• **Задание**: Сократите абзац отрывка, который начинается словами «Говоря языком образа», и сохраните его главные факты.

━━━ Цитируемый текст

До начала беседы Есенин передал Троцкому только что вышедший номер нашего имажинистского журнала «Гостиница для путешествующих в прекрасном».
На первой странице первого номера я писал примерно вот что:
«Раньше прекрасное искусство еще называлось изящным.
Что же это такое?
Говоря языком образа, это означает: горы не особенно высокие, подъемы не очень крутые, пропасти… Ах, лучше бы пропастей и совсем не было, а не то еще свалишься!.. Пусть-де все обстоит так, чтобы для путешествующих подъем на гору не был опасной экспедицией ради открытия каких-то высот, а только приятной прогулкой для собственного удовольствия. Чтобы ничто не нарушило ни элегантного свойства литературной походки, ни легкости светских манер в поэзии, усвоенных с такой трудностью от иностранных воспитателей.
До чего же изменилась природа прекрасного в наши дни!
У слова походка тяжелая; смысл – широк, без запретов.
В выражении своих мыслей мы прямы, просты, откровенны, а потому кой-когда и грубоваты.
Почему же природа искусства все-таки называется прекрасной? Могут ли обвалы, пропасти и крутизны дать ей такое имя?
Безусловно! Потому что мы ищем и находим сущность прекрасного в катастрофических потрясениях современного духа, в опасностях Колумбова плавания к новым берегам нового миросозерцания. Так понимаем мы революцию».
Троцкий, взглянув на журнал, сказал:
– Благодарю вас.
И, выдвинув ящик письменного стола, достал тот же номер «Гостиницы для путешествующих в прекрасном», чем сразу и покорил душу Есенина.

━━━━━━
━━━ Набор данных

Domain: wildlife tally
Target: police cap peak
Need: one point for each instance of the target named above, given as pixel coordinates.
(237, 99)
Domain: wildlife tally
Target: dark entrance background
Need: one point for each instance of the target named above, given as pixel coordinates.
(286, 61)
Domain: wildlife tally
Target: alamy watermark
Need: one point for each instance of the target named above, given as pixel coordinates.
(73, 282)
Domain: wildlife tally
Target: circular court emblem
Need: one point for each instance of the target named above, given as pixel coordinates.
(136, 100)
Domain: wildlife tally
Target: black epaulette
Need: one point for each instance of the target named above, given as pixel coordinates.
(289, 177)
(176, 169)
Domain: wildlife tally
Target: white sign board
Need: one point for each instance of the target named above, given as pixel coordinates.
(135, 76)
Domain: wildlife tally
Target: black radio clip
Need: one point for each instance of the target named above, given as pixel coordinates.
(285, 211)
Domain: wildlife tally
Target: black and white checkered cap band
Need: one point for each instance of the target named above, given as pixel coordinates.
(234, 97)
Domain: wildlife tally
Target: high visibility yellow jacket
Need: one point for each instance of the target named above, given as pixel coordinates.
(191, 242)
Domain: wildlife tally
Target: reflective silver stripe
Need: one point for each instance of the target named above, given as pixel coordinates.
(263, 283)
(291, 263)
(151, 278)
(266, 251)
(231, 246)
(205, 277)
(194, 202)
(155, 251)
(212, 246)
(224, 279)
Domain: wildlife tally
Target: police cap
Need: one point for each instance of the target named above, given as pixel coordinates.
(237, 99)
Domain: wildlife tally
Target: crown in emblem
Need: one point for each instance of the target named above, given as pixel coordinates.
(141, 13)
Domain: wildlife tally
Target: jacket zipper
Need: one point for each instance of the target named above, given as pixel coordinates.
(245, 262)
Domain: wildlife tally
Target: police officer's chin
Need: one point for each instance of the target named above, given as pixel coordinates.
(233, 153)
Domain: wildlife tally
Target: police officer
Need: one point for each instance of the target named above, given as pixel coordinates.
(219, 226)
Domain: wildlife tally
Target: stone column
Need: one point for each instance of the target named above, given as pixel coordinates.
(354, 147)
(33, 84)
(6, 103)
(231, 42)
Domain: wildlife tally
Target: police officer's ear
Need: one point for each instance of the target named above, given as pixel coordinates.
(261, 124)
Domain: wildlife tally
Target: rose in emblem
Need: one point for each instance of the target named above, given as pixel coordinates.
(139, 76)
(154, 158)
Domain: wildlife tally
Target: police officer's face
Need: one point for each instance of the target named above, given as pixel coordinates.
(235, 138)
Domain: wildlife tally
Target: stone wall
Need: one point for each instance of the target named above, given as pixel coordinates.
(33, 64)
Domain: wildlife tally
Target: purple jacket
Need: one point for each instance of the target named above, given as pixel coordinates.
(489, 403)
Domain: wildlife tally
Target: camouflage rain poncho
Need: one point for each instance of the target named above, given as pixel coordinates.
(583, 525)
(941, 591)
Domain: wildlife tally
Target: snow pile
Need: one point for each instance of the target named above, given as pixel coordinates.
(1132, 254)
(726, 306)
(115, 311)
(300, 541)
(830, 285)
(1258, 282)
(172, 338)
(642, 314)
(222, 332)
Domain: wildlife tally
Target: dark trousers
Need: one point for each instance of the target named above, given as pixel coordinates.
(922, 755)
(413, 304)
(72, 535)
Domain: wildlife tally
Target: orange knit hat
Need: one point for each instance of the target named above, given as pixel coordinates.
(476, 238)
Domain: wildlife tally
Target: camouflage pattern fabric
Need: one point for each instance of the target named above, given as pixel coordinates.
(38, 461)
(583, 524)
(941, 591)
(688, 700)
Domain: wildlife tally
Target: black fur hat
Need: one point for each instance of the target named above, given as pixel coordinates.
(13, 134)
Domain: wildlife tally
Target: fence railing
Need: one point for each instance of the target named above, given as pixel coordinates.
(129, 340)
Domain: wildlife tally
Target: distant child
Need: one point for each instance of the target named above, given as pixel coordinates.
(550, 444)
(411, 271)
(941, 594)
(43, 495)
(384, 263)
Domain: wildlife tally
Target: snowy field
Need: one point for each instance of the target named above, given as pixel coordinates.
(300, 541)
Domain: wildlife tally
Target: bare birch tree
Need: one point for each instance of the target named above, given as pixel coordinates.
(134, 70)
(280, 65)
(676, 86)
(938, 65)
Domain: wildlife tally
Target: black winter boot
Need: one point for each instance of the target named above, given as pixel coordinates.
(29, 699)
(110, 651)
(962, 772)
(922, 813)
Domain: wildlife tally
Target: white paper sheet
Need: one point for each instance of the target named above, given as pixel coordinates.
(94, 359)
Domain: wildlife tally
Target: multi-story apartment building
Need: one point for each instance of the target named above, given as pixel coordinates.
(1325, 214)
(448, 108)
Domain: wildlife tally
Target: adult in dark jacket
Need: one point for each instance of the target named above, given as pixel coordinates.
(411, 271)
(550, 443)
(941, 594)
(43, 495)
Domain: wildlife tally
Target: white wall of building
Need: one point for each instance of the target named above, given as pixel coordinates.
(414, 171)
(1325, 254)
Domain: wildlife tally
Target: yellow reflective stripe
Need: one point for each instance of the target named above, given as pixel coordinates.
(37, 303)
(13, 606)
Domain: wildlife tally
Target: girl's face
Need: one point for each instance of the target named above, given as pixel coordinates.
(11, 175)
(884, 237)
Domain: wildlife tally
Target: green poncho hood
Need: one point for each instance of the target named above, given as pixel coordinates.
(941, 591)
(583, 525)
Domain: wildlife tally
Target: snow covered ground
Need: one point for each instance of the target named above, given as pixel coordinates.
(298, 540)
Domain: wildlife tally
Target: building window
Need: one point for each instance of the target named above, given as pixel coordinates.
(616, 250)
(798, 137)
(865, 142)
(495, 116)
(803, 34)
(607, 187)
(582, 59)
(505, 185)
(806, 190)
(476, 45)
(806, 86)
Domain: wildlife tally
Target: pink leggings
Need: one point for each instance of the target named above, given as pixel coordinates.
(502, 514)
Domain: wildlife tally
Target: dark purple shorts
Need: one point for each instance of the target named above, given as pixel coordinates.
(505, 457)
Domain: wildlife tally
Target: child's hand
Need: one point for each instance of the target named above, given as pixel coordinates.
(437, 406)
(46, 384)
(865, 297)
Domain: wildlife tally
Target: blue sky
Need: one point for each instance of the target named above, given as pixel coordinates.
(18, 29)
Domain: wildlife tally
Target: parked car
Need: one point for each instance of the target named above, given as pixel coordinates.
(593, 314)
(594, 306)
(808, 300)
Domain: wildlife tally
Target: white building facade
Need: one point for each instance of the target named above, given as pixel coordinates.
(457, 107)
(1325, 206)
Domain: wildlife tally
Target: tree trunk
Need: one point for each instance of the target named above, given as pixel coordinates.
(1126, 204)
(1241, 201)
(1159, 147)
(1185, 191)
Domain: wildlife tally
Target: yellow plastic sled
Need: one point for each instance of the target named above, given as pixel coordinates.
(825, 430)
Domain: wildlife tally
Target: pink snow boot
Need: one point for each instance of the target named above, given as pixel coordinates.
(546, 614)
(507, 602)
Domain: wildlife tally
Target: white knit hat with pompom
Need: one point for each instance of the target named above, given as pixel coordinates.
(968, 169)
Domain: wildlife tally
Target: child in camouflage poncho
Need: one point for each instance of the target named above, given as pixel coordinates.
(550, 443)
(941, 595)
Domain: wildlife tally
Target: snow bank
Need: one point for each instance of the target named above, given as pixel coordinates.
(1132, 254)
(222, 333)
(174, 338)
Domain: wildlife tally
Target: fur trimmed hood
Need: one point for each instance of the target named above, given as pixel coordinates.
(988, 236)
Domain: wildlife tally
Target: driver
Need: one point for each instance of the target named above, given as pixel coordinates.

━━━━━━

• **Решение задачи**: На языке образа изящное искусство означает невысокие горы, пологие подъемы и отсутствие пропастей, чтобы не свалиться. Подъем на гору должен быть не опасной экспедицией к новым высотам, а приятной прогулкой для удовольствия. Ничто не должно нарушать элегантной литературной походки и легкости светских манер в поэзии, с трудом усвоенных от иностранных воспитателей.